[Excerpts from a location annotation dataset]
** begin **
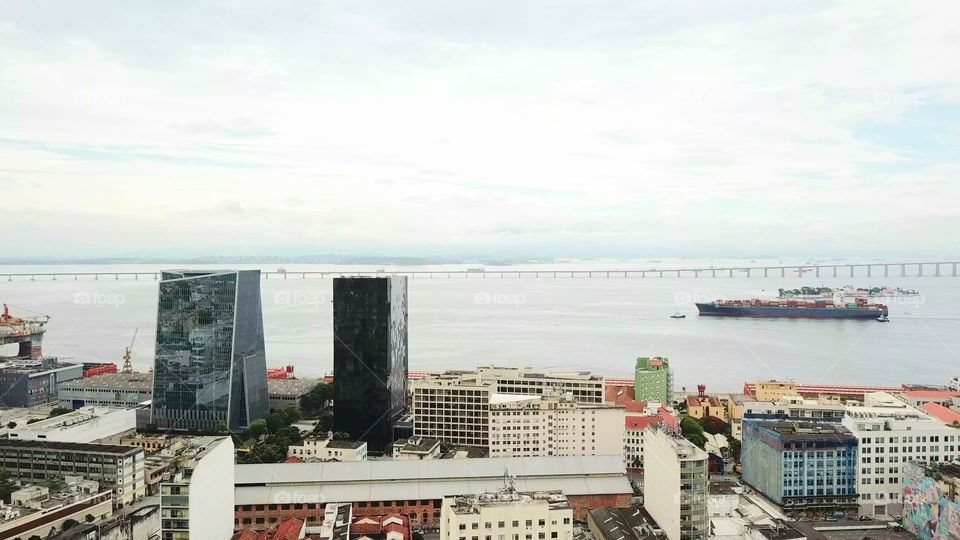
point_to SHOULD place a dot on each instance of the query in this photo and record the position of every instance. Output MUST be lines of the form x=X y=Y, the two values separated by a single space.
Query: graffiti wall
x=926 y=512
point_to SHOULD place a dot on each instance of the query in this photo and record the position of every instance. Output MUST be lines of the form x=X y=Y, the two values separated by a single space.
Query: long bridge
x=901 y=269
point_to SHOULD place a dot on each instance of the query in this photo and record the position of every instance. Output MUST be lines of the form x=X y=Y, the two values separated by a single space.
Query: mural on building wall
x=926 y=512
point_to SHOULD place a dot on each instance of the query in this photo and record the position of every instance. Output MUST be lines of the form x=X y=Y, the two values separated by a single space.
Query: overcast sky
x=547 y=127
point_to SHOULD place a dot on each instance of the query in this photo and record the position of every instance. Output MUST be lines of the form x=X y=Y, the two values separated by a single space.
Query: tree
x=714 y=425
x=735 y=449
x=315 y=401
x=289 y=415
x=57 y=411
x=693 y=431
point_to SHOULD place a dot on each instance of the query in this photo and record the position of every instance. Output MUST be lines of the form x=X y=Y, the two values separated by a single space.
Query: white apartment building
x=507 y=514
x=199 y=501
x=455 y=406
x=891 y=433
x=329 y=450
x=675 y=484
x=86 y=425
x=549 y=425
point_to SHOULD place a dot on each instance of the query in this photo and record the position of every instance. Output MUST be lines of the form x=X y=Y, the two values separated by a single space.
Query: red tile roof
x=669 y=419
x=639 y=423
x=289 y=529
x=932 y=394
x=945 y=415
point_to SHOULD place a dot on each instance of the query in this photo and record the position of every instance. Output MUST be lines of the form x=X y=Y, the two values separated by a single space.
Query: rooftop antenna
x=127 y=364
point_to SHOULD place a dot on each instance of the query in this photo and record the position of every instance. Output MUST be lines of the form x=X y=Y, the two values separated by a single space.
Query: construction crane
x=127 y=364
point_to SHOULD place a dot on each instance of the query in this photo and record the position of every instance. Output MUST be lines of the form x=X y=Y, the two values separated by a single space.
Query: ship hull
x=788 y=312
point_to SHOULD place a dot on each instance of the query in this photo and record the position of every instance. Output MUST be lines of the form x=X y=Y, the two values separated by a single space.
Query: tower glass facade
x=210 y=367
x=369 y=357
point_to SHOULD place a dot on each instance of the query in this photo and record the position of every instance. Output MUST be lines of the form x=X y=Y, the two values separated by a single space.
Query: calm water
x=551 y=324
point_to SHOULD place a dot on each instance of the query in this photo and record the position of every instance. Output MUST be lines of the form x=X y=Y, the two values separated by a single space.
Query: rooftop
x=85 y=417
x=945 y=415
x=417 y=444
x=289 y=387
x=119 y=381
x=70 y=447
x=931 y=394
x=780 y=530
x=508 y=496
x=34 y=367
x=793 y=431
x=430 y=479
x=630 y=523
x=345 y=444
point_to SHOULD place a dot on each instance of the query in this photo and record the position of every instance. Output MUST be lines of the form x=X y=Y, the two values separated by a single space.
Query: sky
x=542 y=127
** end **
Task statement:
Count the lines in the material above that contain the string "wall", and give only the number.

Solution:
2